■ Extrait source
# # # #

Non, je peux pas dire... Vous savez, les livres qui marquent le plus sont ceux qu'on lit étant jeune, et moi je sais que j'ai aimé lire, j'ai aimé Alexandre Dumas, j'ai aimé Rosny avec La guerre du feu, tous les bouquins qui à cette époque-là étaient ceux des garçons de mon âge. Mais y'a pas un type que j'ai admiré par-dessus tout. Bon, plus tard j'ai aimé Céline, et puis la littérature américaine, Hemingway, Faulkner, des gens comme ça... Mais y'a pas de nom, vraiment, dont je me dise « c'était mon idole ». Pas d'idole. Il faut jamais en avoir, c'est plus sûr.

Est-ce que vous avez envie d'explorer d'autres voies, je pense par exemple à des scénarios de BD, en trouvant un collaborateur pour le dessin ?
J'ai fait ça. J'en ai fait déjà, j'ai fait un Lucky Luke, à la mort de Goscinny, un et demi, même. Je suis en train d'en faire un avec Max Cabane. Mais je vais vous dire un truc : c'est que un scénario BD c'est très long et c'est très compliqué, plus qu'un bouquin. Parce qu'il faut découper son truc en cases, il faut décrire le dessin, quand comme moi on n'est pas capable de dessiner, il faut faire les dialogues, c'est-à-dire les bulles, mettre quelquefois des indications en-dehors... ça prend beaucoup de temps. Ca prend beaucoup de temps, et puis je vais vous dire, mais ça c'est encore un truc de vanité, c'est que là j'en fais un, mais c'est un peu entre deux livres et c'est un peu pour m'amuser, mais le véritable auteur, c'est quand même le dessinateur. Donc c'est lui qui retire la gloire, alors c'est un peu emmerdant pour le scénariste. Mais bon, pourquoi pas ? J'en fais un en ce moment, enfin j'en ai fini un, c'est lui qui dessine, si ça marche, peut-être je continuerai ça. Mais c'est pas quelque chose qui me passionne.

# # # #

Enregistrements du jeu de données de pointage
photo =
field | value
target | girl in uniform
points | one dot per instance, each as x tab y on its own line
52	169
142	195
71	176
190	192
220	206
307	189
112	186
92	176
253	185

# # # #

■ Exercices
**A)** Indiquez si chacune des affirmations suivantes s'accorde avec l'extrait : (i) la personne interrogée a aimé lire Rosny dans sa jeunesse ; (ii) la personne interrogée reconnaît avoir une idole littéraire ; (iii) selon elle, un scénario de BD demande moins de temps qu'un livre. Répondez par oui ou par non et citez à chaque fois les mots de l'extrait qui tranchent.
**B)** Mettez à jour le passage de l'extrait qui va de « Non, je peux » jusqu'à « le dessin ? » en remplaçant « Hemingway » par « Steinbeck ».
Appuyez-vous uniquement sur l'extrait.

■ Corrigé
**A)**
(i) Oui : « j'ai aimé Rosny avec La guerre du feu ».
(ii) Non : « Pas d'idole. »
(iii) Non : « un scénario BD c'est très long et c'est très compliqué, plus qu'un bouquin ».

**B)**
Non, je peux pas dire... Vous savez, les livres qui marquent le plus sont ceux qu'on lit étant jeune, et moi je sais que j'ai aimé lire, j'ai aimé Alexandre Dumas, j'ai aimé Rosny avec La guerre du feu, tous les bouquins qui à cette époque-là étaient ceux des garçons de mon âge. Mais y'a pas un type que j'ai admiré par-dessus tout. Bon, plus tard j'ai aimé Céline, et puis la littérature américaine, Steinbeck, Faulkner, des gens comme ça... Mais y'a pas de nom, vraiment, dont je me dise « c'était mon idole ». Pas d'idole. Il faut jamais en avoir, c'est plus sûr.

Est-ce que vous avez envie d'explorer d'autres voies, je pense par exemple à des scénarios de BD, en trouvant un collaborateur pour le dessin ?